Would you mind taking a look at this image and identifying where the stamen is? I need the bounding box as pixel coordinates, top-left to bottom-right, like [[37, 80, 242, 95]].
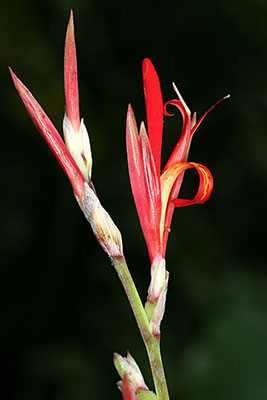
[[172, 82, 191, 117]]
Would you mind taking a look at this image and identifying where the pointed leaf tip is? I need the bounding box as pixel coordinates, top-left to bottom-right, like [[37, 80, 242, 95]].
[[64, 10, 80, 132]]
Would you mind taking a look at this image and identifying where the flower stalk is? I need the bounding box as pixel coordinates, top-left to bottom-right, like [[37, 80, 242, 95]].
[[10, 11, 228, 400], [112, 257, 169, 400]]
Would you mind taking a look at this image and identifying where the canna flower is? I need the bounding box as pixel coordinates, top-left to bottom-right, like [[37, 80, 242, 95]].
[[10, 11, 122, 257], [126, 59, 229, 266]]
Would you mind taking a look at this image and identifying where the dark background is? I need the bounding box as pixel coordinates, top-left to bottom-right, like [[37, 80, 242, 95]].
[[0, 0, 267, 400]]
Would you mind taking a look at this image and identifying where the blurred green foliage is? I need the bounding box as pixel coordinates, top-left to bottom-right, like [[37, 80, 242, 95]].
[[0, 0, 267, 400]]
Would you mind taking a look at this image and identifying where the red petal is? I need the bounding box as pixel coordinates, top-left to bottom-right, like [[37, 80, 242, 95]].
[[10, 68, 85, 198], [163, 100, 191, 171], [64, 11, 80, 132], [173, 163, 213, 207], [142, 58, 163, 176], [160, 162, 213, 257], [122, 374, 137, 400], [126, 105, 161, 260]]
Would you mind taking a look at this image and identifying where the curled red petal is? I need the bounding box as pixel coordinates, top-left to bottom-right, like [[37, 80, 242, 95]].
[[160, 162, 213, 256], [163, 99, 191, 172], [142, 58, 163, 176], [64, 10, 80, 132], [173, 162, 213, 207], [10, 68, 85, 198]]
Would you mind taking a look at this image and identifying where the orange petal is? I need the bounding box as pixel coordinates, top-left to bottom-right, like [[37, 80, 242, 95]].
[[160, 162, 213, 244]]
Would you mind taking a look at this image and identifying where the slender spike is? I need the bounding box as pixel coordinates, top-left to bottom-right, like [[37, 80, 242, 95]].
[[64, 10, 80, 133], [9, 68, 85, 198]]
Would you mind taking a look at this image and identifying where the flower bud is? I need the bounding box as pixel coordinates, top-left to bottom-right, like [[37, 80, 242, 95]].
[[77, 181, 123, 258], [63, 114, 92, 182], [113, 353, 148, 393]]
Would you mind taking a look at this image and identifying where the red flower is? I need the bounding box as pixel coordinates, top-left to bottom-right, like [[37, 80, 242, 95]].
[[10, 12, 92, 200], [126, 59, 229, 262]]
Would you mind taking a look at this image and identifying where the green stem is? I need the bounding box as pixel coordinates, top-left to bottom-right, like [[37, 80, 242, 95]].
[[112, 257, 169, 400]]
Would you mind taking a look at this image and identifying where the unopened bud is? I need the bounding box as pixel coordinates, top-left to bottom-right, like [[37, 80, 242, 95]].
[[77, 182, 123, 258], [63, 114, 92, 182], [113, 353, 148, 393]]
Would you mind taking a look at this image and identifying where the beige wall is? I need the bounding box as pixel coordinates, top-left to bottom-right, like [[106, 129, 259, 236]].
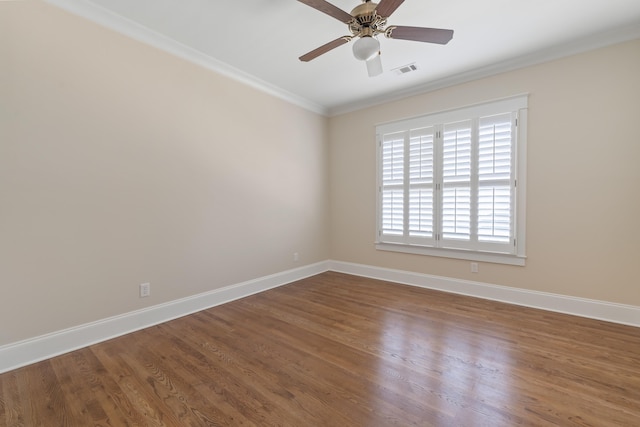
[[329, 40, 640, 305], [0, 2, 329, 345]]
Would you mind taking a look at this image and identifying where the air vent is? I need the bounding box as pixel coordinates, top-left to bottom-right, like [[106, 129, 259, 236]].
[[393, 63, 418, 75]]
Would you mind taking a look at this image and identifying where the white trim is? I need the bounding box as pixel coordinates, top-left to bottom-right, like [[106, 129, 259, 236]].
[[328, 24, 640, 117], [375, 242, 526, 266], [0, 260, 640, 374], [45, 0, 328, 116], [329, 261, 640, 327], [0, 261, 328, 373]]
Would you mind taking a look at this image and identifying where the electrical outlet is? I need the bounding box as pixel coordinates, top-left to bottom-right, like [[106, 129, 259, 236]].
[[140, 283, 151, 298]]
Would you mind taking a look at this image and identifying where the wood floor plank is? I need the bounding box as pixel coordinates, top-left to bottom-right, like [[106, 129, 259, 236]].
[[0, 272, 640, 427]]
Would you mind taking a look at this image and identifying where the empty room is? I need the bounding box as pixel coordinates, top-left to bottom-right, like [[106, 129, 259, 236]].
[[0, 0, 640, 427]]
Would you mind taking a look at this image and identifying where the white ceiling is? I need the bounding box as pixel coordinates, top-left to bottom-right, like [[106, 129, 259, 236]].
[[47, 0, 640, 115]]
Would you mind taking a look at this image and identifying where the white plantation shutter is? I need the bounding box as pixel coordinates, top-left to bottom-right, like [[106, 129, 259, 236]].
[[381, 132, 405, 241], [377, 96, 527, 265], [407, 126, 435, 244], [441, 120, 472, 241], [478, 113, 515, 245]]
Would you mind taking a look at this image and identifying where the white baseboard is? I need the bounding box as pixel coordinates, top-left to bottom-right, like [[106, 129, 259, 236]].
[[0, 260, 640, 373], [329, 261, 640, 327], [0, 261, 328, 373]]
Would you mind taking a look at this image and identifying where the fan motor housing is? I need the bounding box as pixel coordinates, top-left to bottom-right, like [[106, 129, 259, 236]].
[[349, 1, 386, 36]]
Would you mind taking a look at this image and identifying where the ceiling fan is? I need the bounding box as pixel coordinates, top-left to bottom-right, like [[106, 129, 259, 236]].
[[298, 0, 453, 77]]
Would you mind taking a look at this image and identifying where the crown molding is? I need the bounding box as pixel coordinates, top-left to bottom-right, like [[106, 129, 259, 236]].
[[328, 23, 640, 117], [45, 0, 640, 117], [45, 0, 328, 116]]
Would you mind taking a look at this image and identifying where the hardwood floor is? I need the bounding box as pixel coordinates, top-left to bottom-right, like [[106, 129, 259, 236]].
[[0, 272, 640, 427]]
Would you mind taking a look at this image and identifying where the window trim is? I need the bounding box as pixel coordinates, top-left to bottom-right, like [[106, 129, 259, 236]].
[[375, 94, 528, 266]]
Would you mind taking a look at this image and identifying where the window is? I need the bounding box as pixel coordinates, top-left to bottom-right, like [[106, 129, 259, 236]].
[[376, 96, 527, 265]]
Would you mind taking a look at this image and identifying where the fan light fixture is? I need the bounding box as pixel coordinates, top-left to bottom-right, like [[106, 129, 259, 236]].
[[353, 36, 380, 61]]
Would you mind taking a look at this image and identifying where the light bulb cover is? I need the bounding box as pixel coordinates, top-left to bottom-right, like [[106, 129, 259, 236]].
[[353, 36, 380, 61]]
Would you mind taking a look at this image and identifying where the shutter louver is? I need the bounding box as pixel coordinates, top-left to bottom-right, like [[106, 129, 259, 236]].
[[381, 132, 404, 236], [408, 127, 434, 238], [376, 96, 528, 265], [441, 120, 472, 241], [478, 114, 513, 244]]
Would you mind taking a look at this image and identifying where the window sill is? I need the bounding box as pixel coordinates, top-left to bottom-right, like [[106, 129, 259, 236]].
[[376, 242, 526, 266]]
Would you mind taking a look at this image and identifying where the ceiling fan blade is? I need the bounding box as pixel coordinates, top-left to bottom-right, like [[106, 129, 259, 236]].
[[298, 0, 353, 24], [367, 52, 383, 77], [376, 0, 404, 18], [385, 27, 453, 44], [299, 36, 352, 62]]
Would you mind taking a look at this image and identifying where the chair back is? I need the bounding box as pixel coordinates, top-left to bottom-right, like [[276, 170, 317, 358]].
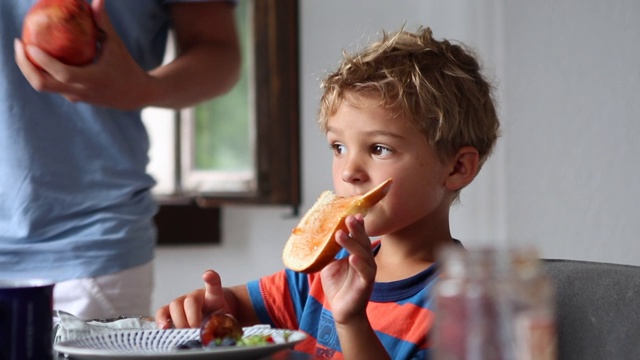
[[544, 259, 640, 360]]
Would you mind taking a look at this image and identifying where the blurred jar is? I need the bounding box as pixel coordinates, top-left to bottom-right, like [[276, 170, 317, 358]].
[[432, 247, 557, 360]]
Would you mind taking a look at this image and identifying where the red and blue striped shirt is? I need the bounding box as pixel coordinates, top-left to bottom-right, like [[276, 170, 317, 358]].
[[247, 241, 437, 359]]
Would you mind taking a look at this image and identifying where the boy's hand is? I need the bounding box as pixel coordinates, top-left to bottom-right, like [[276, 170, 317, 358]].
[[320, 214, 377, 324], [156, 270, 231, 329]]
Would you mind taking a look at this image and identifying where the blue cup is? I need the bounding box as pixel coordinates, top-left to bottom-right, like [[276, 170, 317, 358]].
[[0, 280, 54, 360]]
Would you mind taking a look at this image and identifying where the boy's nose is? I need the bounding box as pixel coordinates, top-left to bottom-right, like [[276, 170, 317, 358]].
[[342, 158, 367, 184]]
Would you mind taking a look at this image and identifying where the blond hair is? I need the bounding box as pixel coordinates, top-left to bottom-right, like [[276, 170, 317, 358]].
[[319, 28, 499, 173]]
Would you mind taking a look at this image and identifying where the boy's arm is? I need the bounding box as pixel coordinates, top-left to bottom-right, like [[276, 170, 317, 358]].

——————————

Report only the number of lines in the data above that contain the string "blue", matching case exactly.

#### WRITTEN RESPONSE
2